▸ TRY IT
Tell how many lines in these records contain the string "matching", with only the number as the reply.

==== THE RECORDS ====

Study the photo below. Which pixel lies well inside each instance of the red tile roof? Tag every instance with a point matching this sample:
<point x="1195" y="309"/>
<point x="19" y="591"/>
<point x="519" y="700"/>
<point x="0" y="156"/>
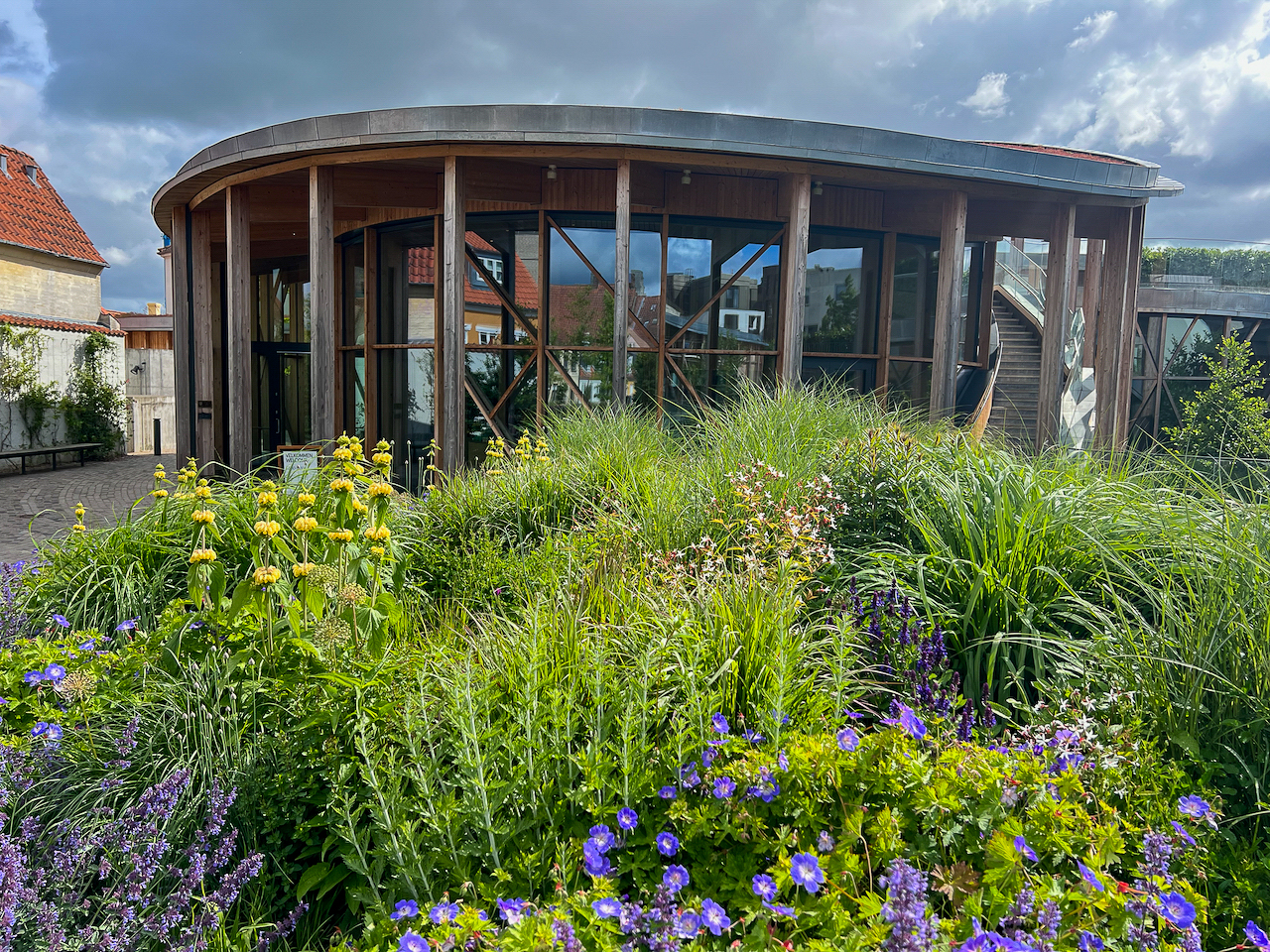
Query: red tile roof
<point x="35" y="214"/>
<point x="77" y="326"/>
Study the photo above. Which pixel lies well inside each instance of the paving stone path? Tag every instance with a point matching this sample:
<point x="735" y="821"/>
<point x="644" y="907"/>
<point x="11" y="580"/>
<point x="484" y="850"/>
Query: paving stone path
<point x="41" y="504"/>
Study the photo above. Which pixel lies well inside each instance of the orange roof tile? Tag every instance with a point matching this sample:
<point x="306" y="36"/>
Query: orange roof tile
<point x="35" y="216"/>
<point x="77" y="326"/>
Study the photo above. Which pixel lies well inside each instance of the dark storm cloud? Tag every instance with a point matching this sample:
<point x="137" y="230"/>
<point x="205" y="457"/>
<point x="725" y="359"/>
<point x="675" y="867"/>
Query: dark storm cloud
<point x="127" y="91"/>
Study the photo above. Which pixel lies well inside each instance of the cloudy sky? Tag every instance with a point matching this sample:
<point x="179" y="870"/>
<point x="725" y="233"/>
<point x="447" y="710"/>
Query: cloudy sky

====

▸ YOUR RESPONSE
5